> [WHAT THE TASK REQUIRES]: Write out the entries exactly, pictures excluded.

> [EXERCISE MATERIAL]:
-*-*-

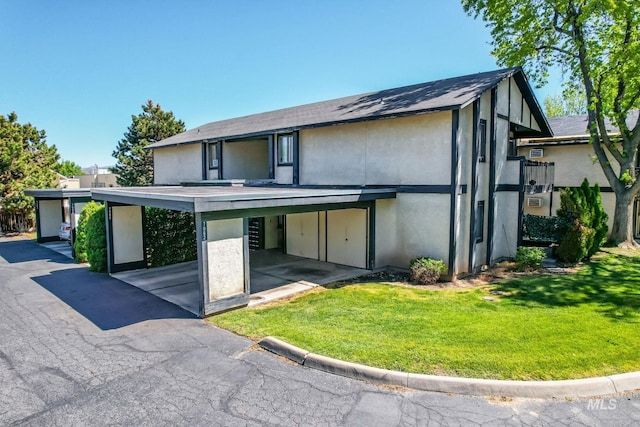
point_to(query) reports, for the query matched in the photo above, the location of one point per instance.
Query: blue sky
(80, 69)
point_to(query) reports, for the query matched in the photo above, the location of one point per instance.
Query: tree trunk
(622, 230)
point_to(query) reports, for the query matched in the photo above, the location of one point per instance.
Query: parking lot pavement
(79, 348)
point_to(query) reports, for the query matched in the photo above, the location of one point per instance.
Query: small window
(285, 150)
(213, 156)
(482, 141)
(479, 224)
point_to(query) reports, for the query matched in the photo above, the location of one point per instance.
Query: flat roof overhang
(234, 198)
(58, 193)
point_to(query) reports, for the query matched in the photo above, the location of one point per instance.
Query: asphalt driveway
(79, 348)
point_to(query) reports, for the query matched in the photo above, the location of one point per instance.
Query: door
(347, 237)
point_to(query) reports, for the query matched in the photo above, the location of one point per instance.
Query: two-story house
(369, 181)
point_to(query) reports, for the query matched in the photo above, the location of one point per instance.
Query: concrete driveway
(79, 348)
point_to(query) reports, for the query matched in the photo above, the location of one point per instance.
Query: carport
(335, 226)
(54, 206)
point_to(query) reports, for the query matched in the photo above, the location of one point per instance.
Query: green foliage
(96, 241)
(582, 209)
(570, 103)
(26, 161)
(80, 243)
(596, 45)
(68, 168)
(426, 271)
(539, 228)
(170, 237)
(135, 163)
(529, 257)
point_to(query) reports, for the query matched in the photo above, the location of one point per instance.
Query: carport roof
(58, 193)
(215, 199)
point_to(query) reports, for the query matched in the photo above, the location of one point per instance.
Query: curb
(587, 387)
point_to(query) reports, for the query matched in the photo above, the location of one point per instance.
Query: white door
(347, 237)
(302, 234)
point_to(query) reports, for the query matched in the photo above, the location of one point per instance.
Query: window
(479, 224)
(285, 150)
(213, 156)
(482, 141)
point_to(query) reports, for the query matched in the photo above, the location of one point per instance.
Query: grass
(541, 327)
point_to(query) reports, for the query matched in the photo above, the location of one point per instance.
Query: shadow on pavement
(28, 250)
(107, 302)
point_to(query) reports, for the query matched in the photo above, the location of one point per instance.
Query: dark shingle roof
(447, 94)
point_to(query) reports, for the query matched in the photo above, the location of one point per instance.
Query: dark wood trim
(521, 202)
(272, 156)
(492, 174)
(509, 187)
(455, 123)
(296, 159)
(474, 183)
(205, 160)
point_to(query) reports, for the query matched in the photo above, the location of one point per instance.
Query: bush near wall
(582, 209)
(544, 228)
(96, 241)
(79, 245)
(170, 237)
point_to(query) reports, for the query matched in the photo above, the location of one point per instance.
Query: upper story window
(285, 150)
(482, 141)
(213, 155)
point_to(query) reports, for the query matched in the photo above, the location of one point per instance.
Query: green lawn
(549, 327)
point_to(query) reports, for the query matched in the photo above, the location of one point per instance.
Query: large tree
(26, 161)
(596, 44)
(135, 163)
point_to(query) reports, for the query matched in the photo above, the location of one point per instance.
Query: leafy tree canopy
(68, 168)
(26, 161)
(570, 103)
(135, 163)
(596, 44)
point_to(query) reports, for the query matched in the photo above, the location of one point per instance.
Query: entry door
(347, 237)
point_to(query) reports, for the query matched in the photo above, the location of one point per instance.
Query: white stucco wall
(127, 234)
(245, 159)
(225, 257)
(173, 165)
(505, 237)
(302, 234)
(50, 212)
(410, 150)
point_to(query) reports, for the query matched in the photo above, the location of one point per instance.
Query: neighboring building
(573, 160)
(369, 181)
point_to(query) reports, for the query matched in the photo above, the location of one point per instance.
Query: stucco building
(369, 181)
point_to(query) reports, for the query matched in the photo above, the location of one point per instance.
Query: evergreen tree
(134, 162)
(26, 161)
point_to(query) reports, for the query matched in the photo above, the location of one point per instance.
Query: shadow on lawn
(611, 282)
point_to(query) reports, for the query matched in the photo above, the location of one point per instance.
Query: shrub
(170, 237)
(582, 209)
(96, 242)
(426, 271)
(528, 257)
(544, 228)
(79, 244)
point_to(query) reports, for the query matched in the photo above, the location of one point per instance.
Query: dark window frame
(289, 153)
(482, 141)
(212, 148)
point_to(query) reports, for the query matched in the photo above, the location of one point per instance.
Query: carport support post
(203, 271)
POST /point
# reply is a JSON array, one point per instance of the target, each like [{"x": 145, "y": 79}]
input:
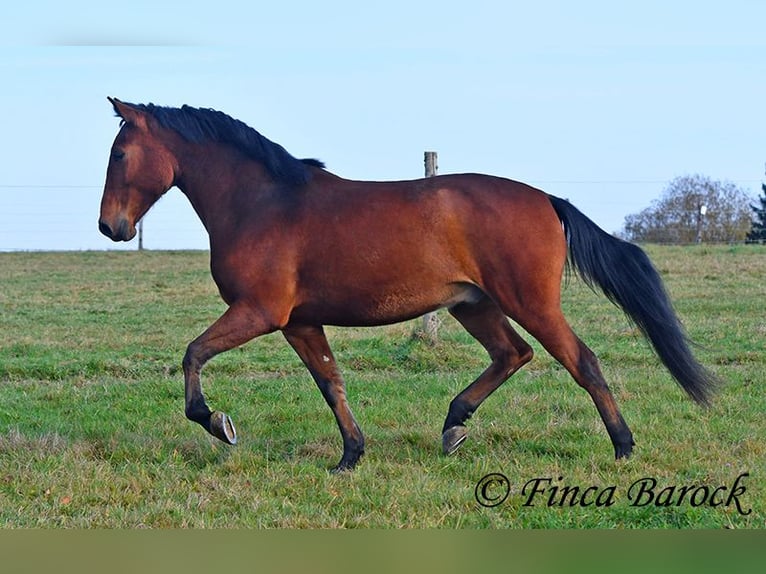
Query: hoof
[
  {"x": 623, "y": 451},
  {"x": 452, "y": 438},
  {"x": 222, "y": 428},
  {"x": 346, "y": 464}
]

-*-*-

> [SOLUTION TO THE EXERCISE]:
point_to(query) reports, for the query matched in the photo above, the location of one point per instance.
Query: blue sky
(80, 69)
point_to(query) reports, for the query matched in the photo above, the location of one point per instance.
Query: tree trunk
(622, 230)
point_to(query) reports, for the query matched in the photo above, the location of one point per instance.
Query: parking lot pavement
(79, 348)
point_to(query) reports, for the query matched in the photo above, the location of one point per instance.
Query: small window
(285, 150)
(213, 156)
(482, 141)
(479, 224)
point_to(query) reports, for the query matched in the photo above, the location of one point per instance.
Query: flat roof overhang
(234, 198)
(58, 193)
point_to(query) reports, for the query matched in the photo above, the location of one point per instance.
Query: asphalt driveway
(79, 348)
point_to(query) reports, for the query matched in the photo above, the location of one point per instance.
Query: door
(347, 237)
point_to(query) reports, for the query matched in the photo above, the location of one point per instance.
Query: two-story house
(369, 181)
point_to(query) reports, for the query matched in the photo above, the location of one point per instance.
Query: concrete driveway
(79, 348)
point_to(query) reports, for the query matched in the photo above, the location of one point per instance.
Query: carport
(335, 226)
(54, 206)
point_to(query) reports, for the query matched in the photo above, the location of one point per instance.
Query: green foliage
(96, 241)
(582, 209)
(570, 103)
(26, 161)
(80, 243)
(596, 45)
(68, 168)
(426, 271)
(539, 228)
(170, 237)
(135, 163)
(529, 257)
point_to(query) reports, for the query matched in the photo above, the location of one point per instance.
Query: carport roof
(58, 193)
(215, 199)
point_to(query) reports, for the query matched in the photo above, the location of one point per instance.
Query: curb
(587, 387)
point_to(query) reports, for the query matched in the photo above, the location of one point per instance.
Query: white door
(347, 237)
(302, 234)
point_to(query) reports, for the query matched in the photo above, the location of one point per instance.
Query: window
(479, 224)
(285, 150)
(213, 156)
(482, 141)
point_to(query) reports, for the query matched in the photo above, the location of one point per instance.
Query: grass
(541, 327)
point_to(query) reports, for the query matched in the photo above, the location of one point per instance.
Query: shadow on pavement
(28, 250)
(107, 302)
point_to(query) reports, for the query matched in the photo above, the location of one point per instance.
Query: dark shingle roof
(447, 94)
point_to(query) reports, for the query matched in the photo above, the location of one point per instance.
Query: dark wood trim
(521, 202)
(272, 156)
(492, 174)
(509, 187)
(455, 123)
(296, 159)
(474, 183)
(205, 160)
point_to(query) reports, for the query matched in the photo above, the location of one point per instance.
Query: bush near wall
(582, 209)
(544, 228)
(96, 241)
(79, 245)
(170, 237)
point_to(query) reports, for the query matched in the photo above, the location of one point per instance.
Query: upper story window
(285, 150)
(482, 141)
(213, 155)
point_to(query) reports, for the query matched in the photo above, the location of one point per instance.
Query: green lawn
(549, 327)
point_to(query) reports, for the query matched in the photo above, the location of one point per instance.
Query: large tree
(26, 161)
(596, 44)
(135, 163)
point_to(query) reports, for the query matched in the photo above, the location of one point per instance.
Query: leafy tree canopy
(68, 168)
(26, 161)
(570, 103)
(135, 163)
(596, 44)
point_to(query) reports, for the query matched in the photo above, the location of one point per instance.
Query: entry door
(347, 237)
point_to(query) reports, for the query matched in the photo above, the location of one point per instance.
Query: white stucco wall
(127, 234)
(245, 159)
(225, 257)
(173, 165)
(505, 237)
(302, 234)
(50, 212)
(410, 150)
point_to(query) reports, for the query matched in the photo above, the location of one point per instance.
Query: neighboring building
(573, 160)
(369, 181)
point_to(query) reports, for the query matched in the photo above, the location of one point per instance.
Query: stucco building
(369, 181)
point_to(query) reports, for the query matched in the photo above, the location of one point per instance.
Query: evergreen tree
(134, 162)
(26, 161)
point_to(query) reports, for the query matched in the photo above, the location of one point per instance.
Query: shadow on lawn
(611, 282)
point_to(query) reports, for the query matched in the photo above, the location of one point per instance.
Query: shrub
(170, 237)
(582, 209)
(96, 242)
(426, 271)
(528, 257)
(544, 228)
(79, 244)
point_to(query) reports, for the query matched in the photo above, the location of one point per instance.
Query: dark window frame
(289, 153)
(482, 141)
(212, 148)
point_to(query) reports, for the query matched in the photo above, the location of one point per instance.
Query: carport support post
(203, 271)
POST /point
# reply is a JSON array, one point per instance of the target, each like [{"x": 145, "y": 79}]
input:
Query: hoof
[
  {"x": 623, "y": 451},
  {"x": 452, "y": 438},
  {"x": 222, "y": 428},
  {"x": 346, "y": 464}
]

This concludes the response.